Extrait fourni:
- - - -
Assassinat de Julien Lahaut :
Histoire de la monarchie belge Histoire de Belgique et de Wallonie
[Nous invitons tous les démocrates à se joindre à cette protestation contre l'amnésie de la violence pire que la violence elle-même. Il est facile d'ajouter un "commentaire" où vous vous pouvez joindre votre signature et exprimer votre adhésion éventuelle par quelques mots. D'avance merci!]
18 août 1950. Deux hommes frappent à la porte du domicile de Julien Lahaut. Ils demandent à « parler au Camarade Lahaut ». Le député communiste s'avance vers eux. En bras de chemise. La main tendue. Fraternel. Des coups de feu claquent. Julien, no's Julien comme l'appellent les travailleurs du bassin de Liège, tombe. Assassiné.
Les funérailles rassemblent quelque 100.000 personnes. Des arrêts de travail ont lieu partout en Wallonie. L'industrie liégeoise est à l'arrêt. L'émotion populaire témoigne de l'immense charisme de ce dirigeant ouvrier hors du commun.
Quelques jours avant le crime, lors de la cérémonie d'investiture du jeune Baudouin, les députés communistes s'étaient manifestés en criant un vibrant « Vive la République ! ». Il s'agissait là d'une ultime protestation suite à ce que l'on appelle « l'Affaire royale », provoquée par le retour de Léopold III, le roi collabo, qui déchira le pays et déboucha sur l'abdication de ce dernier, au profit de son fil aîné, Baudouin.
Les assassins de Julien ne furent jamais retrouvés. Le crime reste impuni.
À la même époque, le secrétaire général du Parti Communiste Japonais était assassiné ; les dirigeants communistes français et italien, Jacques Duclos et Palmiro Togliatti avaient été eux aussi la cible d'attentats, vraisemblablement orchestrés par la CIA. Dès lors, l'assassinat de Julien Lahaut avait-il été le fait de la répression anticommuniste qui sévissait partout dans le monde à la fin des années 40, avec la montée de la guerre froide ? Autre hypothèse : la droite léopoldiste rendit Julien Lahaut responsable du crime de lèse-majesté commis lors de l'investiture de Baudouin. Cet assassinat était-il donc l'acte de revanchards léopoldistes ? Isolés ou bien commandités par la Sécurité, voire même le Palais ?
Longtemps, l'on se perdit en conjecture. Et ce n'est que plusieurs décennies plus tard, dans les années 80, que deux historiens flamands, Etienne Verhoyen et Rudi Van Doorslaer reconstituent la trame de ce meurtre ignoble dans un ouvrage dense et très documenté « L'assassinat de Julien Lahaut. Une histoire de l'anticommunisme en Belgique » (EPO) et révèlent connaître l'identité de l'assassin depuis décédé. Le nom est cependant tu pour ne pas nuire à la famille.
Tous les éléments sont alors sur la table pour rouvrir l'enquête, démasquer les assassins et leurs éventuels commanditaires et enfin rendre la justice pour cet ignoble assassinat politique. Ce que réclament depuis 1950, avec les communistes, de très nombreux démocrates. En vain. Malgré l'évidence, la justice va rester sourde, aveugle et muette et la classe politique -à de rares exceptions près- va se retrancher dans un refus obstiné de connaître la vérité. Pour quelle raison ? Raison d'Etat ? Crainte de voir éclaboussée la Couronne ? Si tel est le cas, il s'agit là d'un déni de justice, un déni de démocratie. Indigne !
- - - -
Données fournies:

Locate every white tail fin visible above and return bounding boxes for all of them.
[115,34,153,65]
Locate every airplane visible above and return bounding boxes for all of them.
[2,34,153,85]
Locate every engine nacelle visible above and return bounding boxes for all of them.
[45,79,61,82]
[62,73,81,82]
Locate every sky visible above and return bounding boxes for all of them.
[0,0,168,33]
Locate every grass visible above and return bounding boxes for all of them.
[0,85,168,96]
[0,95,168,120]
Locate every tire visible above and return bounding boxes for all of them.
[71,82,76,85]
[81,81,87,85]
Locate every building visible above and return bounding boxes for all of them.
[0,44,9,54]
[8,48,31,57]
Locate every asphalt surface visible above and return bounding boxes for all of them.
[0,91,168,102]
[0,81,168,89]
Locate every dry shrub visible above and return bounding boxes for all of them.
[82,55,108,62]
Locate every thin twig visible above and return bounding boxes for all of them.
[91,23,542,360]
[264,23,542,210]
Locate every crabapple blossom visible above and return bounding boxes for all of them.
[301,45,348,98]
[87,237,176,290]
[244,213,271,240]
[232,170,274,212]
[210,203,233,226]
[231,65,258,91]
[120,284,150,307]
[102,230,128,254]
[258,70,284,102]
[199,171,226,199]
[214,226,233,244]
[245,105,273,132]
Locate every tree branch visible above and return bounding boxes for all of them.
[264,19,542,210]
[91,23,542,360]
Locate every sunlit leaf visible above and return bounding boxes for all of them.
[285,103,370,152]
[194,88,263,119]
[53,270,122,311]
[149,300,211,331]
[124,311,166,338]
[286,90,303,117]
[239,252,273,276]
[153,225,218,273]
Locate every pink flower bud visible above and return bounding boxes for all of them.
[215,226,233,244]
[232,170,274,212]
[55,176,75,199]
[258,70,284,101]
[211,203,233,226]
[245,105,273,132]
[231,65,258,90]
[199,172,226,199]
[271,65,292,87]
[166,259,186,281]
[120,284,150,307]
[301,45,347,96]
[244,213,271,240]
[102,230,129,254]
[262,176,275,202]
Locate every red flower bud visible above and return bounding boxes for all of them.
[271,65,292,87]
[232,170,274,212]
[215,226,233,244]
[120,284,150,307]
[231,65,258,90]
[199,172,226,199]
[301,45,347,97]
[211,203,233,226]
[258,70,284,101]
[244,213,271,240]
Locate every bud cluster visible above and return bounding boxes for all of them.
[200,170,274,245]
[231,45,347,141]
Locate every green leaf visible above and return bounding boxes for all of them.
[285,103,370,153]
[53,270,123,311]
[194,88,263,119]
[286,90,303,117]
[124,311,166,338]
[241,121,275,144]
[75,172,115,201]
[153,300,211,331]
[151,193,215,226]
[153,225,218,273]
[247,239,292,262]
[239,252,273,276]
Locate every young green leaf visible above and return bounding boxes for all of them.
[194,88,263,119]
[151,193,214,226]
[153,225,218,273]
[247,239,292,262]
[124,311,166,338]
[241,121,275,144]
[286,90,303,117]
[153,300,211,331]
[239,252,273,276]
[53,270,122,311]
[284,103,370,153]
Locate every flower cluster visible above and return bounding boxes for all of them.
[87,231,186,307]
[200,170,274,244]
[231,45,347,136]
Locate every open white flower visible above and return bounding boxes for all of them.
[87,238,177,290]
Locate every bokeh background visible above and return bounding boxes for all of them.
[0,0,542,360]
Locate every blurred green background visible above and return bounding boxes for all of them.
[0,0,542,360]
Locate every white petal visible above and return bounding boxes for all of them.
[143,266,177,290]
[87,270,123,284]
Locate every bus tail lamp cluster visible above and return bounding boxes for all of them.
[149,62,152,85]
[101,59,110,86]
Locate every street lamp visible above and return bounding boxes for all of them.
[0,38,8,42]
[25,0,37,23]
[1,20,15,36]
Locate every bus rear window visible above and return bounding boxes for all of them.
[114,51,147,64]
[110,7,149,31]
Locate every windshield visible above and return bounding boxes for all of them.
- - - -
Travail demandé:
- A) Résumez en deux phrases le texte sur l'assassinat de Julien Lahaut.
- B) Reproduisez à l'identique le passage du texte sur l'assassinat de Julien Lahaut, de « Tous les éléments » à « démocratie. Indigne ! ».

Réponses rédigées:
- A) Le 18 août 1950, le député communiste Julien Lahaut a été abattu à la porte de son domicile par deux hommes, et ses funérailles ont rassemblé quelque 100.000 personnes. Les assassins n'ont jamais été retrouvés et, même après que deux historiens flamands ont reconstitué le meurtre dans les années 80, la justice est restée sourde tandis que la classe politique refusait de connaître la vérité.

- B)
Tous les éléments sont alors sur la table pour rouvrir l'enquête, démasquer les assassins et leurs éventuels commanditaires et enfin rendre la justice pour cet ignoble assassinat politique. Ce que réclament depuis 1950, avec les communistes, de très nombreux démocrates. En vain. Malgré l'évidence, la justice va rester sourde, aveugle et muette et la classe politique -à de rares exceptions près- va se retrancher dans un refus obstiné de connaître la vérité. Pour quelle raison ? Raison d'Etat ? Crainte de voir éclaboussée la Couronne ? Si tel est le cas, il s'agit là d'un déni de justice, un déni de démocratie. Indigne !